* **TEXTAUSZUG**

Kunst: Die Erlöser

Ihr Programm ist einfach. Es lautet: Wenn meine Kunst (und zwar nur meine Kunst) sich durchsetzt, werden alle Men- schen glücklich und zufrieden sein. - Erlösungskünstler: über Otto Mühl, Friedensreich Hundertwasser, Hermann Nitsch und André Heller.

Niemand wird verwundert oder böse sein, wenn Menschen, die einen künstlerischen Beruf ergreifen, der Überzeugung sind, es sei für alle von größter Wichtigkeit, was sie malen, schreiben, komponieren oder sonstwie beruflich hervorbringen. Im Gegenteil, wer Künstler werden will und dieser Überzeugung nicht ist, nicht meint, seine Erzeugnisse würden dringend gebraucht und dazu beitragen, die Welt zum Besseren zu verändern, ist gut beraten, eine solche Berufsentscheidung nicht zu treffen, denn von welchem Kapital an Hoffnungen und Utopien sollte er oder sie zehren, wenn nach Jahren ernster Arbeit deutlich vor Augen steht, wie wenig Kunst der Wirklichkeit anhaben kann.

* **AUFGABE A**
Nennen Sie alle Künstler, die im Textauszug als Erlösungskünstler namentlich aufgeführt werden.
* **AUFGABE B**
Aus welchem Grund ist laut Textauszug jemand, der seine künstlerischen Erzeugnisse nicht für dringend gebraucht hält, gut beraten, den Künstlerberuf nicht zu ergreifen?
* **AUFGABE C**
Schreiben Sie die Stelle im Textauszug zwischen "Kunst: Die Erlöser" und "und André Heller.", einschließlich dieser Wörter, wortgetreu ab.

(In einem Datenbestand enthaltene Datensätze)
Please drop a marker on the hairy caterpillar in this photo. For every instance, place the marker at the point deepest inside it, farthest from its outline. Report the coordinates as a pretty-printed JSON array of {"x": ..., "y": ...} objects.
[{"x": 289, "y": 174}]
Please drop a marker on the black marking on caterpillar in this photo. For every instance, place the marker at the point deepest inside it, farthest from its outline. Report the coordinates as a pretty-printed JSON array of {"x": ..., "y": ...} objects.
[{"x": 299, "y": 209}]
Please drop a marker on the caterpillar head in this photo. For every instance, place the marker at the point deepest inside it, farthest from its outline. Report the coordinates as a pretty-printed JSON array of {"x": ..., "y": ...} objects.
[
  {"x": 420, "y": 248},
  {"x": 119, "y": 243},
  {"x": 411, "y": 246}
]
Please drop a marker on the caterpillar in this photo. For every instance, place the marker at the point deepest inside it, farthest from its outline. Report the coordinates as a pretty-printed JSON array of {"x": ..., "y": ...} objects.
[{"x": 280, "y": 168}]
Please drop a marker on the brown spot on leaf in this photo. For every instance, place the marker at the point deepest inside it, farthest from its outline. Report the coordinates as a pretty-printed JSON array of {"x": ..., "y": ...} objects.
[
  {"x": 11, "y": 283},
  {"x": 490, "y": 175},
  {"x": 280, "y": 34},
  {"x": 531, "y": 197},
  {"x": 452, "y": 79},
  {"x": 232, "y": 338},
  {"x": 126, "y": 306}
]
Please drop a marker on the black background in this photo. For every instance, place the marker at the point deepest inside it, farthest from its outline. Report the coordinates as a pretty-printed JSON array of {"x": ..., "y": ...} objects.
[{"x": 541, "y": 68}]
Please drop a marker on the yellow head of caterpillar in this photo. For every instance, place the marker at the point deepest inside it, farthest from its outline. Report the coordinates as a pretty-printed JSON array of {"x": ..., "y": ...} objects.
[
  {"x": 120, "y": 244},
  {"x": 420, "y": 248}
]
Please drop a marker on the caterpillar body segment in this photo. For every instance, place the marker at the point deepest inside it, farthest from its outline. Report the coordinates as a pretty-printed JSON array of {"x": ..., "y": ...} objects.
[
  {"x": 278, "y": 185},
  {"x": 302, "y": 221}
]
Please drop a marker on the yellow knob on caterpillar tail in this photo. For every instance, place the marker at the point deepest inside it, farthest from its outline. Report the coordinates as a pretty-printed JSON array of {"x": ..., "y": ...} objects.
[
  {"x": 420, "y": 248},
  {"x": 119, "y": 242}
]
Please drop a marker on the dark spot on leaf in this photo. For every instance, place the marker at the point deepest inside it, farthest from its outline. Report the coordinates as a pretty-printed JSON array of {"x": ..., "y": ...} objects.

* **LÖSUNG A**
Otto Mühl, Friedensreich Hundertwasser, Hermann Nitsch, André Heller

* **LÖSUNG B**
Einer solchen Person fehlt das Kapital an Hoffnungen und Utopien, von dem sie zehren könnte. Dieses wird gebraucht, wenn nach Jahren ernster Arbeit deutlich vor Augen steht, wie wenig Kunst der Wirklichkeit anhaben kann.

* **LÖSUNG C**
Kunst: Die Erlöser

Ihr Programm ist einfach. Es lautet: Wenn meine Kunst (und zwar nur meine Kunst) sich durchsetzt, werden alle Men- schen glücklich und zufrieden sein. - Erlösungskünstler: über Otto Mühl, Friedensreich Hundertwasser, Hermann Nitsch und André Heller.